→ **AIM OF THE TASK**:
According to the OpenVG announcement, which company coded the reference OpenVG implementation for Windows?

→ **SUPPLIED PASSAGE**:

Khronos Group Releases OpenVG 1.0 Specification for Accelerated 2D Vector Graphics

Open, royalty-free, cross-platform API enables hardware acceleration
for vector graphics libraries such as SVG and Flash – an industry first

1st August, 2005 – SIGGRAPH, Los Angeles, California – The Khronos™ Group is pleased to announce that it has ratified and publicly released the OpenVG™ 1.0 royalty-free, open standard for low-level 2D vector graphics.  OpenVG enables hardware acceleration of libraries such as such as Flash and SVG, enabling high-quality, anti-aliased, scalable 2D vector graphics on embedded and handheld devices with highly interactive performance and low levels of power consumption.  Developed by Khronos members including 3Dlabs, ATI, Bitboys, BitFlash, DMP, Ericsson, Falanx, Hybrid Graphics, Ikivo, Imagination Technologies, Nokia, NVIDIA, Motorola, PalmSource, Symbian and Sun Microsystems; the OpenVG standard has been designed to seamlessly interoperate with OpenGL® ES 3D graphics; - creating a high-performance, fully integrated 2D and 3D embedded graphics acceleration environment.  The OpenVG API specification is available for free download at http://www.khronos.org/openvg/http://www.khronos.org/openvg/spec.html.

Handheld devices have an urgent need for the smooth and fluidly scalable 2D that high-quality vector graphics can provide to create high-quality user interfaces, new-generation mapping and GPS displays, compelling 2D games and ultra-readable text on small displays.  SVG Tiny, SVG Basic and Flash Mobile are designed for mobile devices, and OpenVG accelerates these by defining a low-level hardware acceleration layer that will enable graphics silicon to provide great performance for these packages at very low power-levels.  OpenVG 1.0 was defined in only twelve months using the established Khronos Working Group process, and Khronos expects to update the OpenVG specification annually in order to track and enable the rapid developments of graphics capabilities in handheld and embedded devices.

“The OpenVG Working Group has created a solid specification with broad industry support from scratch in just twelve months; again –  showing the efficiency and effectiveness of the Khronos specification process,” said Koichi Mori, chairman of OpenVG working group, and senior research engineer at Nokia.  “OpenVG 1.0 will fills an immediate real need in the embedded graphics market:  a – widespread, inexpensive hardware-accelerated 2D vector graphics that will can catalyze the development and deployment of ubiquitous high-quality 2D applications and interfaces.”

“Future mobile phone user interfaces will primarily use vector graphics. Bitboys has been providing mobile vector graphics hardware since 2002 – the introduction of the OpenVG API allows us to provide a standard interface for all our graphics processors,” said Petri Nordlund, CTO of Bitboys.

Khronos will release details of an OpenVG 1.0 Adopter’s Program in the second half of 2005, including a Conformance Testing Program enabling conformant products to use the OpenVG trademark ensuring that conformant OpenVG implementations provide a reliable, cross-platform 2D graphics programming platform.  Additionally, a reference OpenVG implementation for Windows, coded by Hybrid Graphics, will be freely available within the next month to anyone wishing to experiment with OpenVG functionality.

Records from a dataset
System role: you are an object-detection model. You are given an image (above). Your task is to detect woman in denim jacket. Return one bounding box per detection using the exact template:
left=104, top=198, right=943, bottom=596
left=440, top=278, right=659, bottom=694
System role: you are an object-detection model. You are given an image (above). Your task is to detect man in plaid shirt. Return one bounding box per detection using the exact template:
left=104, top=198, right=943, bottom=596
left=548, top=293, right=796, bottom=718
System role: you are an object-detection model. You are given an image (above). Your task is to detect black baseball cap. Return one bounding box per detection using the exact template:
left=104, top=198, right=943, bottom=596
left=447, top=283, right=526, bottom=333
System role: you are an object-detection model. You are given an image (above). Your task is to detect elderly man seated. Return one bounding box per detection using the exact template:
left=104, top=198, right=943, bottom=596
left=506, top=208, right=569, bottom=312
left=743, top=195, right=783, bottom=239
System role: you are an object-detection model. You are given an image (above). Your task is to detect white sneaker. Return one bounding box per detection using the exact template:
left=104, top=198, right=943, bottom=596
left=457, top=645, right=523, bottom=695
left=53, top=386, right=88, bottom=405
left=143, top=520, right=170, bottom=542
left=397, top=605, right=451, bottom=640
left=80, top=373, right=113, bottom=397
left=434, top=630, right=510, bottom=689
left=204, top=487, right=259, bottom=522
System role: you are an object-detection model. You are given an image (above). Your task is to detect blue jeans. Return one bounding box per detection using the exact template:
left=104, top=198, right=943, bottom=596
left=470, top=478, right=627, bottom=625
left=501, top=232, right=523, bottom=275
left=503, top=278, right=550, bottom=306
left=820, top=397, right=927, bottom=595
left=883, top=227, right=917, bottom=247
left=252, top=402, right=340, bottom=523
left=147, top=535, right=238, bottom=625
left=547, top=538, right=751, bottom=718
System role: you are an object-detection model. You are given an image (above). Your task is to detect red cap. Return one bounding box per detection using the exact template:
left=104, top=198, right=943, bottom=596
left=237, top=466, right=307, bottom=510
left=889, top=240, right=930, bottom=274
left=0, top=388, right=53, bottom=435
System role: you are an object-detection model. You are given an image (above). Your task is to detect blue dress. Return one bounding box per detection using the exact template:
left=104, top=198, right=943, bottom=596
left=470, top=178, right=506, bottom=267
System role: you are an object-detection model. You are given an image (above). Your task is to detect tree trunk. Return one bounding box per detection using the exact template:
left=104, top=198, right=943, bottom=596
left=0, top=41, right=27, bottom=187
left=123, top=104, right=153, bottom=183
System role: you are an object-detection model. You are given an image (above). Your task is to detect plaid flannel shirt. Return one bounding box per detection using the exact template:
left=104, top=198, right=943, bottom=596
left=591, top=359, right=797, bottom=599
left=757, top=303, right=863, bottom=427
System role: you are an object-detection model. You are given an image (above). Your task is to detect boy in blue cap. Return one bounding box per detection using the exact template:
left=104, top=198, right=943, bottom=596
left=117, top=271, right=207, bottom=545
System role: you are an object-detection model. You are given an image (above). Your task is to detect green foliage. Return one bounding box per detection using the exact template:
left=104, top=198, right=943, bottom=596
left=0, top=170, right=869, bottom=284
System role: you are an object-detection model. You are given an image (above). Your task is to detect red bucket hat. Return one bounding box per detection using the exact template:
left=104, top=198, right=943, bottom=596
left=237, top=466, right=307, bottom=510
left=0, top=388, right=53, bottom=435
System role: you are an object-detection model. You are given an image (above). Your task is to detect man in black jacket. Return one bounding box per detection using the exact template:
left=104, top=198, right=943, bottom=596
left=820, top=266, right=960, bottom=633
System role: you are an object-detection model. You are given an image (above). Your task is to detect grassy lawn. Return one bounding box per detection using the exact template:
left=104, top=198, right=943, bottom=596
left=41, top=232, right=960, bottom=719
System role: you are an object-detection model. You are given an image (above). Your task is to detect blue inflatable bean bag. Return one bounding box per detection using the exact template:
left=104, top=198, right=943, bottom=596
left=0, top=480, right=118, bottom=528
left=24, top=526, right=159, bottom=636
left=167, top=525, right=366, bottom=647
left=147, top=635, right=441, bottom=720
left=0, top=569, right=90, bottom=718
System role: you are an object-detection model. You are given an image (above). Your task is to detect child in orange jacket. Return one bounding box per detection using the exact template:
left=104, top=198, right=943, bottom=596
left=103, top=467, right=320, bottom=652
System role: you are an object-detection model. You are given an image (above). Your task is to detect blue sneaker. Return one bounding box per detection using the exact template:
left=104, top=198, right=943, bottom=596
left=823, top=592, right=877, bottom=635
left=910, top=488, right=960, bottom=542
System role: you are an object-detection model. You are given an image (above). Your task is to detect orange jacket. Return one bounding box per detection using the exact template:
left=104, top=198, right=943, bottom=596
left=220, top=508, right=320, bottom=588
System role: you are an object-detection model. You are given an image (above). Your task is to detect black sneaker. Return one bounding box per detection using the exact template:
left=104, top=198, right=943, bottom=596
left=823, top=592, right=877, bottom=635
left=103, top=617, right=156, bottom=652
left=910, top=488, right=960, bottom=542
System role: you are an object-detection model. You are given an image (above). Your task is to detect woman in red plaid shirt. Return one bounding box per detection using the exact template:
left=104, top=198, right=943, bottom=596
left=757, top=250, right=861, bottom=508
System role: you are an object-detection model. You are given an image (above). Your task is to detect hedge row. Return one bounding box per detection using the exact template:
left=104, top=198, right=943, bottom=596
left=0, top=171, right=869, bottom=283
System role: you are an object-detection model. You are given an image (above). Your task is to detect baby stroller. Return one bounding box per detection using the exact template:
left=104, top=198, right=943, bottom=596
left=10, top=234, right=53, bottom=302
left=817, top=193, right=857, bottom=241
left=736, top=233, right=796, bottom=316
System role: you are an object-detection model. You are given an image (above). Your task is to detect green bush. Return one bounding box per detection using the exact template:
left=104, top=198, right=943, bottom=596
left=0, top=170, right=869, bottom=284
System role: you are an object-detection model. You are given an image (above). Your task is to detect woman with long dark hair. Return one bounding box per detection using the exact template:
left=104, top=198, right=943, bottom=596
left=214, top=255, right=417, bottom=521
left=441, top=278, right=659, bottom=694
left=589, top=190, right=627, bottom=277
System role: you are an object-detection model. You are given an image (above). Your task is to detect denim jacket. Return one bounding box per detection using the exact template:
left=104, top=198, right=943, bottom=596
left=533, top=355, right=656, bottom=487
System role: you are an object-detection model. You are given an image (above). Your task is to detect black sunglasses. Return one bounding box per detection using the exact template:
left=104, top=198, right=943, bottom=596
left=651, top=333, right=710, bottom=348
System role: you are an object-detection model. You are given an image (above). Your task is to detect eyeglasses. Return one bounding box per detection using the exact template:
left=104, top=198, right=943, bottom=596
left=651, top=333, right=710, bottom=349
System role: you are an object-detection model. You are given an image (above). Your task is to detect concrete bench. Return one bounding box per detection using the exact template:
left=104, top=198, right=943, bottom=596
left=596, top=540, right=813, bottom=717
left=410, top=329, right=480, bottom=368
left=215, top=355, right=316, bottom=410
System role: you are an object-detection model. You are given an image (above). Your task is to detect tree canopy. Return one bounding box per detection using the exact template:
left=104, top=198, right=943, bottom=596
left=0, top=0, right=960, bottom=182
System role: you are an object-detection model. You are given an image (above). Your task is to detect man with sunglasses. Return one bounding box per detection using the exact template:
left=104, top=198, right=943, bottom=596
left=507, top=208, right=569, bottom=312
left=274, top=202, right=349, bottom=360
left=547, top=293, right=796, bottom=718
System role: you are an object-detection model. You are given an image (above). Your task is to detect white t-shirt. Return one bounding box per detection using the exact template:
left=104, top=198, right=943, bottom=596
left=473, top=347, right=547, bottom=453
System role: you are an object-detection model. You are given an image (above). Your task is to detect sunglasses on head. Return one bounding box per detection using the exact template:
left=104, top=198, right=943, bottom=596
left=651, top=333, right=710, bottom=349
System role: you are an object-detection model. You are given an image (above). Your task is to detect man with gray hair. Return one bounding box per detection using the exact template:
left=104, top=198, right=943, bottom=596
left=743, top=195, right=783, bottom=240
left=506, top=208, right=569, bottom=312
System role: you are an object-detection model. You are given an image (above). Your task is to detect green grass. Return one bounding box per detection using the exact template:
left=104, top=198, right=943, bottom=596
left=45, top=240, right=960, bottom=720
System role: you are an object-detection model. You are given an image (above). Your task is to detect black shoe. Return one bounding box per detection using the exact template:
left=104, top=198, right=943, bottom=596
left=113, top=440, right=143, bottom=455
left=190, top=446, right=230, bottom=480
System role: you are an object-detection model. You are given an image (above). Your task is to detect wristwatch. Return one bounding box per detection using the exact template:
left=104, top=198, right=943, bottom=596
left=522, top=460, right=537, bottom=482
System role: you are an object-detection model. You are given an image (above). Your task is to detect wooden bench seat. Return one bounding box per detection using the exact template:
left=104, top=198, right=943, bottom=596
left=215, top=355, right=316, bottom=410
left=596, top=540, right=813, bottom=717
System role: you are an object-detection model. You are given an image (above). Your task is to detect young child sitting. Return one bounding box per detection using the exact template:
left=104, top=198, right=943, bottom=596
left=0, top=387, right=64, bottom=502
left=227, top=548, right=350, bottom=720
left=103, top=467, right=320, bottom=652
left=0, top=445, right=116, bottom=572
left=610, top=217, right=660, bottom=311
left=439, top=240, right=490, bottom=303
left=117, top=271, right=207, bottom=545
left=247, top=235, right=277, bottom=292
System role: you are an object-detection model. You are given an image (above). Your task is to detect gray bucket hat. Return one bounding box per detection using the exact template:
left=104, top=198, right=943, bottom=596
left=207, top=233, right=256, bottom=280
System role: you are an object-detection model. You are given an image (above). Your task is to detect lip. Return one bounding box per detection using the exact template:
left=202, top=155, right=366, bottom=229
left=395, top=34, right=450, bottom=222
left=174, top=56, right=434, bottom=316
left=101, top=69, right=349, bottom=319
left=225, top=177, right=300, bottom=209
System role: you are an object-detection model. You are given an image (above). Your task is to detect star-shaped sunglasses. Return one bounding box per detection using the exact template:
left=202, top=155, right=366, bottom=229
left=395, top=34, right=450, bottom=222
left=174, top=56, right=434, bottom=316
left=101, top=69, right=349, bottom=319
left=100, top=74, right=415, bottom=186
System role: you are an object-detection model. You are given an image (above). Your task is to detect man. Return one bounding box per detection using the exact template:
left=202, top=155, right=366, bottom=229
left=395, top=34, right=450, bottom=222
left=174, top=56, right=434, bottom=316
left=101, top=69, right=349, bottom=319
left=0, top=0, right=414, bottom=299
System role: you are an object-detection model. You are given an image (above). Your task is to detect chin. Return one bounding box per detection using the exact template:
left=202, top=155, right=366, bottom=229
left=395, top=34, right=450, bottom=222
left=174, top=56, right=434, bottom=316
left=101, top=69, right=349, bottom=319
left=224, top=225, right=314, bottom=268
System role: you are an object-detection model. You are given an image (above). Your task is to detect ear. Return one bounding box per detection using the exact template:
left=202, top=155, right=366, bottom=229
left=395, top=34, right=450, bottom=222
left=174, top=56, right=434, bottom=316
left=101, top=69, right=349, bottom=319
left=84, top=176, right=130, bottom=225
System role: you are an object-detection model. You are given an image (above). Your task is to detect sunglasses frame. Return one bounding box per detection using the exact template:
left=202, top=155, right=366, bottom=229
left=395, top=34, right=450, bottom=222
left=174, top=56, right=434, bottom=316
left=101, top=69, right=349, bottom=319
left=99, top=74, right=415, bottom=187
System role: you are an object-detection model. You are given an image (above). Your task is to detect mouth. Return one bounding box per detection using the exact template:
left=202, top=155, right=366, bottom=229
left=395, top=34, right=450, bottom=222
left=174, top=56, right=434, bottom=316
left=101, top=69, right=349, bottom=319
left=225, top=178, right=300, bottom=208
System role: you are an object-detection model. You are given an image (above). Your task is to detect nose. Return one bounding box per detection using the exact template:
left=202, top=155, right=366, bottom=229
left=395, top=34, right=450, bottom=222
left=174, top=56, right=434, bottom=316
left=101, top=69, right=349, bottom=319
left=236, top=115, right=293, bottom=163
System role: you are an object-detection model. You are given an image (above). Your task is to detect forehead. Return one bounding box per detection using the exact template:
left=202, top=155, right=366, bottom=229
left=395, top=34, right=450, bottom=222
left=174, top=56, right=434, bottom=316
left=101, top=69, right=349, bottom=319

→ **RESPONSE TO THE EXERCISE**:
Hybrid Graphics